▸ **Input**:
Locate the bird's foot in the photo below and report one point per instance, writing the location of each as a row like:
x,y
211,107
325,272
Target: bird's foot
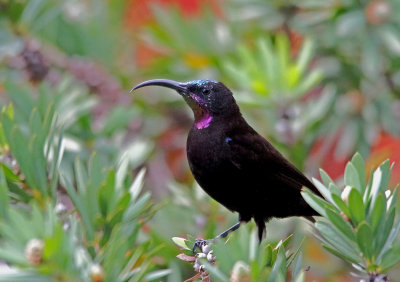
x,y
201,244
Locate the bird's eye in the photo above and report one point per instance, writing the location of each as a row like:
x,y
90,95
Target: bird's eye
x,y
206,91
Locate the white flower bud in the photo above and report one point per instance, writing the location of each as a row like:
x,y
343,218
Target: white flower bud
x,y
205,248
97,273
345,194
210,256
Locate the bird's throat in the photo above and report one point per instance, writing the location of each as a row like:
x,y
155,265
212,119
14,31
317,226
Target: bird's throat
x,y
202,118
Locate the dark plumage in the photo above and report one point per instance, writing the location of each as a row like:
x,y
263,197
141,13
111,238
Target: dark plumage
x,y
233,163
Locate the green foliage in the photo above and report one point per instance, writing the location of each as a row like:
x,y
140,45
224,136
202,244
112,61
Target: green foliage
x,y
271,71
103,228
301,70
359,224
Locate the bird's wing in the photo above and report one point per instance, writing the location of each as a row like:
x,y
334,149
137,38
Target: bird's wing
x,y
256,157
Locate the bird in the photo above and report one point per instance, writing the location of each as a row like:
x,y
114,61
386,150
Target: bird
x,y
234,164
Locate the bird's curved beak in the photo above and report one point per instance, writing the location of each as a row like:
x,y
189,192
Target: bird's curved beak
x,y
178,86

▸ **What is asked**: Please reproduce all of the records above word for word, leaving out the pictures.

▸ **Result of this task**:
Locate the bird's foot in the photo below and report one point per instance, writing the location of each as a row like:
x,y
211,107
325,272
Target: bird's foot
x,y
201,244
Locate the bird's eye in the photo above and report one point per instance, writing the location of each as a row like:
x,y
90,95
Target: bird's eye
x,y
206,91
Locate the white flower bud in the photo above and report one point per instance, writing the location of each as a row like:
x,y
343,218
Target: white flower bud
x,y
205,248
97,273
345,194
210,256
Locate the bird's throat in the photo above and report one point per instance, writing the location of each as a row like:
x,y
155,265
212,119
14,31
317,226
Target: bird's throat
x,y
202,118
Locate the dark plumage in the photo above and report one point per instance, writing the location of each as a row like:
x,y
263,197
141,13
111,238
Target: dark plumage
x,y
233,163
Locate the green foliage in the photo above and report one point per instance, writing the location of each as a row like:
x,y
140,45
224,136
202,244
112,61
Target: green foliage
x,y
271,71
103,228
301,70
359,224
Locate the bird's wing in the photo above and report one point per instance, writing the location of each as a row like:
x,y
334,149
137,38
Target: bird's wing
x,y
256,157
Locate the bird in the photo above and report one point per instance, writing the location of each as a row like:
x,y
114,61
386,150
Target: bird
x,y
234,164
Locate the bird's curved beak in the photo above and report one point per instance, writing the location of each as a row like:
x,y
189,192
Target: bird's curved beak
x,y
178,86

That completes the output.